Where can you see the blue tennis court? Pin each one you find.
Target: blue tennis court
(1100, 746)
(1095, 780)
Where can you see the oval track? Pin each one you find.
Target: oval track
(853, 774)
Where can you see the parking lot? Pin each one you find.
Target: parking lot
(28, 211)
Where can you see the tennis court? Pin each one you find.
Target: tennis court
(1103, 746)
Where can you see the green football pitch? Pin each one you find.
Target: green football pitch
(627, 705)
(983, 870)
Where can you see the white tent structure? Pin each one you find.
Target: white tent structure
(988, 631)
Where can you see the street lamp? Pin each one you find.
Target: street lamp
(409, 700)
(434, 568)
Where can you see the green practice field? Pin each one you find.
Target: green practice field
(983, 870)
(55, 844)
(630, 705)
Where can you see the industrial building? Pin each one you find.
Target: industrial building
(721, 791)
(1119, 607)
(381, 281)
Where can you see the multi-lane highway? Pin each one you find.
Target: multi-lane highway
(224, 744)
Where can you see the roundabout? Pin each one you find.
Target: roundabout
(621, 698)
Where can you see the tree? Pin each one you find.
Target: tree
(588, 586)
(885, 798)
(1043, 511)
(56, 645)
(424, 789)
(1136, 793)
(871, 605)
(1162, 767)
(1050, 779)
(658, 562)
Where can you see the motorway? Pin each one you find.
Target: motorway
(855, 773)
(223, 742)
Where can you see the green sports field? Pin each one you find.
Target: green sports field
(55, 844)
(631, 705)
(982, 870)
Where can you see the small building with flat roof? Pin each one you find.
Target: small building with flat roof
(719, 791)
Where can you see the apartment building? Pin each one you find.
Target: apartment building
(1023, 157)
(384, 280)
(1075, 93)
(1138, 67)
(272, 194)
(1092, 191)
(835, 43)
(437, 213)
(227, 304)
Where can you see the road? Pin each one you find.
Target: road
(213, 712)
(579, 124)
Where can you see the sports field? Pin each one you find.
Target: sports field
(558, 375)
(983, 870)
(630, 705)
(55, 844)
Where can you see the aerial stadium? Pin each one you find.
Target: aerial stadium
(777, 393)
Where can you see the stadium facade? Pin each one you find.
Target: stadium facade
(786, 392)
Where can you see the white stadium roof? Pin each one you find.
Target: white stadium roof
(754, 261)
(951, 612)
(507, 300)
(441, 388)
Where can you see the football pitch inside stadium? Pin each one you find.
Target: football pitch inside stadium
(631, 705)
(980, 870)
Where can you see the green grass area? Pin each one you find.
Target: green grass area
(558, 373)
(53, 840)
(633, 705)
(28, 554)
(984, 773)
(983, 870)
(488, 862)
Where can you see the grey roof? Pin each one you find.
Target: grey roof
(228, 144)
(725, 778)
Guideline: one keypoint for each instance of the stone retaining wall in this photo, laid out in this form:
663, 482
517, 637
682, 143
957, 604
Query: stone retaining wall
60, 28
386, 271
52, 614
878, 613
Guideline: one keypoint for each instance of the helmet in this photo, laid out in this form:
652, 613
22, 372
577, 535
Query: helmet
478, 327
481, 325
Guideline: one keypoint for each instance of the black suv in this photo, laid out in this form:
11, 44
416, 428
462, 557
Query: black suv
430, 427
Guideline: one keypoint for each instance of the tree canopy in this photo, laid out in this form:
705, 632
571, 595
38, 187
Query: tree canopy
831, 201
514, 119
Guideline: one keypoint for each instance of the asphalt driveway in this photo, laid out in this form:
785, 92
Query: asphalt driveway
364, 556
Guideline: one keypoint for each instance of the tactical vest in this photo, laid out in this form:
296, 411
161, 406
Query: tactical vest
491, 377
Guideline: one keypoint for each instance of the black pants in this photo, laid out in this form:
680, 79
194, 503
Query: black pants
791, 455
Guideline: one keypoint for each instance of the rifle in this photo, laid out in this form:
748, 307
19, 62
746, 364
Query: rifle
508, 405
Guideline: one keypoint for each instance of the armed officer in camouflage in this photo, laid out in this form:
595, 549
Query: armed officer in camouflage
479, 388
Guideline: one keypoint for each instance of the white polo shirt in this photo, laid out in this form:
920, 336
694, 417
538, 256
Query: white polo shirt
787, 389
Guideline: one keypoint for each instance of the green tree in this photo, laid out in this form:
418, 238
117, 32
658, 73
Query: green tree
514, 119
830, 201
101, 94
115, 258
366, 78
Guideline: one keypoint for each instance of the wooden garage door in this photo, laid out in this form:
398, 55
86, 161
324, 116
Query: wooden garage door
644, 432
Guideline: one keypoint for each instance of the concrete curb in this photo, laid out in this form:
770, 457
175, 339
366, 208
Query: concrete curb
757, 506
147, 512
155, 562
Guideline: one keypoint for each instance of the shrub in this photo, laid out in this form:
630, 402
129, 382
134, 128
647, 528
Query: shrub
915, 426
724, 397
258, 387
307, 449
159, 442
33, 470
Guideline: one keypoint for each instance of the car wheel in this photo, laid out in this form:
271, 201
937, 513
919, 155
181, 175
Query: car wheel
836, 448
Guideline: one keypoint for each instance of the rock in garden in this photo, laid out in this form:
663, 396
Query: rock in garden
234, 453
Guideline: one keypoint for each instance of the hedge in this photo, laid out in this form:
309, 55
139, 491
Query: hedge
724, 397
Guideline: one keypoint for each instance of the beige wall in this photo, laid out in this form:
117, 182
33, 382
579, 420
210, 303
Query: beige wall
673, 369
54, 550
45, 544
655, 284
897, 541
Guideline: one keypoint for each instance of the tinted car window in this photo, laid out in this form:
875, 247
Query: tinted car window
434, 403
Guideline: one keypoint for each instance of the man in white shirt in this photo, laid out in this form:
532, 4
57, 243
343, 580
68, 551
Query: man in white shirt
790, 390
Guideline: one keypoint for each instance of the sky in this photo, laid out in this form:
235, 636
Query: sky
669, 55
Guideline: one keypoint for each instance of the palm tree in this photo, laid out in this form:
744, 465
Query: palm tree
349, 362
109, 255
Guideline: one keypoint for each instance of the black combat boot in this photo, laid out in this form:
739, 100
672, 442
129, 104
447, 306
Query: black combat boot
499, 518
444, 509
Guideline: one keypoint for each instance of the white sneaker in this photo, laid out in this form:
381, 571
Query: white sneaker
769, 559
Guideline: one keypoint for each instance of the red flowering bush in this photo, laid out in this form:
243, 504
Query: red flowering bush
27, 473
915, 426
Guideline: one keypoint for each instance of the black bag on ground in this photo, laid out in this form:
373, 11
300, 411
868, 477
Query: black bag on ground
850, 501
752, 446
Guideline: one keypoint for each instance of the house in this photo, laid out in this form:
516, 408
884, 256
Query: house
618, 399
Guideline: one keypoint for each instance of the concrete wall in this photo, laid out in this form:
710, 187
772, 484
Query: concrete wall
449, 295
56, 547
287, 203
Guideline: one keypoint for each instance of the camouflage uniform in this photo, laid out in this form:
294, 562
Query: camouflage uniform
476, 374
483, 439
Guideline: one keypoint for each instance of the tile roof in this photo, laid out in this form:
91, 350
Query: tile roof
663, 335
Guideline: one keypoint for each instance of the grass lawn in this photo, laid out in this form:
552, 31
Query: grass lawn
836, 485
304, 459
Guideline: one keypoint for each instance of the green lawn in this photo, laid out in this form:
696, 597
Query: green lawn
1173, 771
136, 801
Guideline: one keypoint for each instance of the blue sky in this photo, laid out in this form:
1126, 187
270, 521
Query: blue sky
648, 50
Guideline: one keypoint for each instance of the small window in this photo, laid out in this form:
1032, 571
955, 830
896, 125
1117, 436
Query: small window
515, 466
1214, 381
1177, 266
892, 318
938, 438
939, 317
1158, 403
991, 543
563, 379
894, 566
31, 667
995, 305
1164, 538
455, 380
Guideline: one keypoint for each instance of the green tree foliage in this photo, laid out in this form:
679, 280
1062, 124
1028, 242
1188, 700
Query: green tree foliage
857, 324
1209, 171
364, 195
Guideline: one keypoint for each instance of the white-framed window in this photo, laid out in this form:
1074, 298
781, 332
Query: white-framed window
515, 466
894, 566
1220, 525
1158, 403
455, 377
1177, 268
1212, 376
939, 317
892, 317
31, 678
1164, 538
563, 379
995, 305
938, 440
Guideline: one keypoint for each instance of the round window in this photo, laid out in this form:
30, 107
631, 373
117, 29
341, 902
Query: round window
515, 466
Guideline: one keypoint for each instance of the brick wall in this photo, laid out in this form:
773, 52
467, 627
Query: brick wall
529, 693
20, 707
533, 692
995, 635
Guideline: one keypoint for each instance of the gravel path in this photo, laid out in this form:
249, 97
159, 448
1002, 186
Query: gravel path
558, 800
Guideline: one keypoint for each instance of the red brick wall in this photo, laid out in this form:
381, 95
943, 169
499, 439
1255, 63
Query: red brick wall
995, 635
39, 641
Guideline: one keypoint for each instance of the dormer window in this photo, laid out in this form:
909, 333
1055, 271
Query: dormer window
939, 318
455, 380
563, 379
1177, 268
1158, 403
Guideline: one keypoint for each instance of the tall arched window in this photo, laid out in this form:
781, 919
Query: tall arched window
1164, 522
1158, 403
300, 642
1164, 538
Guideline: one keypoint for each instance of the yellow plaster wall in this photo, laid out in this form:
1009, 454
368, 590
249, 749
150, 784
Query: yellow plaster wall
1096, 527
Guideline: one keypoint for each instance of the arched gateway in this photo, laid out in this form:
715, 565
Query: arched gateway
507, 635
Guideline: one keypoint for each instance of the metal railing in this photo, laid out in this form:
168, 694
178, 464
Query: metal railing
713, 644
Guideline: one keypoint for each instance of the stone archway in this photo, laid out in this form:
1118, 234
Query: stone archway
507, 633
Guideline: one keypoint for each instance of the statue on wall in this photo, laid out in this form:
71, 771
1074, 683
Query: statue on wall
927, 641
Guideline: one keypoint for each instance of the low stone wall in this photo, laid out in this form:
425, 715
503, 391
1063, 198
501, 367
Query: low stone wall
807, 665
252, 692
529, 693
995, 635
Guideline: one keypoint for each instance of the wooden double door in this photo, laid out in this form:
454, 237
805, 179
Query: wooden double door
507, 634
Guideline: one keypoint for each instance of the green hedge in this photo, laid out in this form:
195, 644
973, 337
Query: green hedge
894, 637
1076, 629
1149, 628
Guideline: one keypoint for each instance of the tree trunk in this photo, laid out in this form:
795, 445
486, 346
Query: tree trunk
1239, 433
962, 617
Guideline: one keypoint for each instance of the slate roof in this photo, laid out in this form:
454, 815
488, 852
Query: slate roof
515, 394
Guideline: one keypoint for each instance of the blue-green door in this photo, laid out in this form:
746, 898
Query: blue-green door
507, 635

┄┄┄┄┄┄

WHAT TO WORK ON
Up to and including the line with "Where can you see the tree?", print every line of the material above, starting from its first line, exactly.

OUTPUT OF THE EXERCISE
Where can you see the blue tennis court? Pin each one you find.
Target: blue tennis court
(1100, 746)
(1095, 780)
Where can you see the oval track? Pin each one you find.
Target: oval track
(853, 774)
Where can you see the parking lot? Pin each one you find.
Target: parking lot
(28, 211)
Where can you see the tennis court? Pin each one you find.
Target: tennis court
(1103, 746)
Where can you see the green football pitch? Pin each one you find.
Target: green football pitch
(627, 705)
(983, 870)
Where can you see the white tent structure? Pin each one you find.
Target: white tent structure
(988, 631)
Where can you see the street lamp? Pin each one you find.
Target: street lamp
(409, 700)
(434, 568)
Where can you see the green practice field? Pin each one you find.
Target: green practice field
(983, 870)
(55, 844)
(630, 705)
Where can you see the industrial building? Pin each one you find.
Target: industrial building
(721, 791)
(1119, 607)
(381, 281)
Where can you see the multi-lane highway? Pin each one you find.
Target: multi-lane highway
(224, 744)
Where can you see the roundabout? Pin each one you find.
Target: roundabout
(621, 698)
Where can you see the tree? Pin each one you find.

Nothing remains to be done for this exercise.